## [Task directions]
Begin at the line that contains "of the wheat" and stop after the final line of the records. Reproduce only those lines in full, adding -62 to every x and y point coordinate and leaving all other text unchanged.
------------------------------------------------
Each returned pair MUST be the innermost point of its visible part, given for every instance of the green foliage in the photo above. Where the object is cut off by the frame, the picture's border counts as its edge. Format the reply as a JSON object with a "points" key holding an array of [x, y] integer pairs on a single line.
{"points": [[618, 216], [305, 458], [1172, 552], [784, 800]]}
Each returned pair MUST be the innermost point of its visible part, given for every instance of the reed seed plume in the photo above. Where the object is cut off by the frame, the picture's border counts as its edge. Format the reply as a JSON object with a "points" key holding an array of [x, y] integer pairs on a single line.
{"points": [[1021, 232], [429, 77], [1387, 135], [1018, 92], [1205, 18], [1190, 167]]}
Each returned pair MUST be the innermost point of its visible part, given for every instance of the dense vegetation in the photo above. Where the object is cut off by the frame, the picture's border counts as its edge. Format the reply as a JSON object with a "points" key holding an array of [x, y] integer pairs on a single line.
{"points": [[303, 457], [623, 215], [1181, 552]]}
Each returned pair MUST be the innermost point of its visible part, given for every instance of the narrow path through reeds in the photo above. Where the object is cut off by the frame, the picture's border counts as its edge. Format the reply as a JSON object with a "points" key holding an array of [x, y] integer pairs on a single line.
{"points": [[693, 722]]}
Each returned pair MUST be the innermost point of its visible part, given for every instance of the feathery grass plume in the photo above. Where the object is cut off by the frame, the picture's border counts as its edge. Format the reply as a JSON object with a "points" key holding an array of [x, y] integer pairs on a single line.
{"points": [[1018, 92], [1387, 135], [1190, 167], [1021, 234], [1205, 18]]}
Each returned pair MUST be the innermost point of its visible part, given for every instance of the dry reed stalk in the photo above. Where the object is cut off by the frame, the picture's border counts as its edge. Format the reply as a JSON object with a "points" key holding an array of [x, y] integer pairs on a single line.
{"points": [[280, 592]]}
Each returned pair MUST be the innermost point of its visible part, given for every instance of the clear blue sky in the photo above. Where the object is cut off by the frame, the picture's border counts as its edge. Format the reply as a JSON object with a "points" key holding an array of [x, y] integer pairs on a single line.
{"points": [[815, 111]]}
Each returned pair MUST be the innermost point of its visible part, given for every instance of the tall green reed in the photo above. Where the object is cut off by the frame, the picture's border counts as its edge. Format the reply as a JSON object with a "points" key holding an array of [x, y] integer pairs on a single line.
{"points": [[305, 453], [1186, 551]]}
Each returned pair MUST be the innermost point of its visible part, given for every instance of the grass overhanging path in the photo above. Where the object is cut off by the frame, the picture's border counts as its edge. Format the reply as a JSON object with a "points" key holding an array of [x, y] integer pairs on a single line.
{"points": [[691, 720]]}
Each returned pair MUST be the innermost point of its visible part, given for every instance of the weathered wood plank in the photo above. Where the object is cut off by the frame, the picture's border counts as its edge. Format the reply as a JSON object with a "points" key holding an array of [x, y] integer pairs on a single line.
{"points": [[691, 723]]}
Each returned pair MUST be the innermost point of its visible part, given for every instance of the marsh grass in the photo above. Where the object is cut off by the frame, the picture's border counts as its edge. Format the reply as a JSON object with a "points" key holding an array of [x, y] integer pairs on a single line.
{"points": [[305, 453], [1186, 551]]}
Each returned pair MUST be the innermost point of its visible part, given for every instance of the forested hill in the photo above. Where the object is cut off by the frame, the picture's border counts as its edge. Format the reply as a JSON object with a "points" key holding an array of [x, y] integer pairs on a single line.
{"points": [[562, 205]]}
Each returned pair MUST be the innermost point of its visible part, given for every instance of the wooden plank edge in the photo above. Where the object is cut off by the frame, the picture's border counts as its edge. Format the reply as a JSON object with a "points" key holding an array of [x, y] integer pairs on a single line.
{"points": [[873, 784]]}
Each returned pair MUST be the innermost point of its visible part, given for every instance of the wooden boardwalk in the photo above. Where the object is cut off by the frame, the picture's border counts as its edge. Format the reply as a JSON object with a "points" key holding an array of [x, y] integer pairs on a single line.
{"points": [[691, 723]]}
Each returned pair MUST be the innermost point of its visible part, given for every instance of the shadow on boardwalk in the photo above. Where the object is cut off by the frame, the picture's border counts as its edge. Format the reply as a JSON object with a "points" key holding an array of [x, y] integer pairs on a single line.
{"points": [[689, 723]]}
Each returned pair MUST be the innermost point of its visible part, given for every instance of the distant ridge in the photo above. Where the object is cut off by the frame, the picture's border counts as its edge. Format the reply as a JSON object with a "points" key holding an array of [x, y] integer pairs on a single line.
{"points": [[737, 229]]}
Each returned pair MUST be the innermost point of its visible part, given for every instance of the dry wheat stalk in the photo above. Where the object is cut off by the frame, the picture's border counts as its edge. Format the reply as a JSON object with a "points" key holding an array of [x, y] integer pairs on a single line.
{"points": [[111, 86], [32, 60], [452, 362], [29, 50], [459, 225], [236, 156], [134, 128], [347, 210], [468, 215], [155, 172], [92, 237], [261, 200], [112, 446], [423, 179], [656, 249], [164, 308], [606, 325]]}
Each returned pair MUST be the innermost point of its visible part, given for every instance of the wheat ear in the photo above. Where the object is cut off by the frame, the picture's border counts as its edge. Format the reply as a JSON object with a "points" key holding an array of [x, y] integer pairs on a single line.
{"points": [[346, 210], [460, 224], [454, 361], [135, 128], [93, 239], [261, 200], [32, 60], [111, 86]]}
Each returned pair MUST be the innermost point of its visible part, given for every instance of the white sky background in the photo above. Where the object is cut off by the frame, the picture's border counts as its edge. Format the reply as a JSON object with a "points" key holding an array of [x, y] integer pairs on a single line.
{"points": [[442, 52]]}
------------------------------------------------
## [Output]
Each returned pair MUST be the innermost point of its visible part, given for every instance of the wheat ear in the photo above. Where the object is cut off by the frame, the picture's border counts as its edge. Format the reply as a JSON object with a "points" key holding an array of [x, y] integer pairs on a single line.
{"points": [[284, 148], [398, 162], [392, 299], [73, 66], [31, 177], [199, 138], [-30, -2], [49, 24]]}
Each returned pair MUST be the innermost point of its visible part, given for every instance of the white sky background in the photo above. Where the object is cut off by the frame, the picture's border counts as its edge. Format the reply as a JSON object with a "points" key holding an array of [x, y] integer pairs on a single line.
{"points": [[380, -10]]}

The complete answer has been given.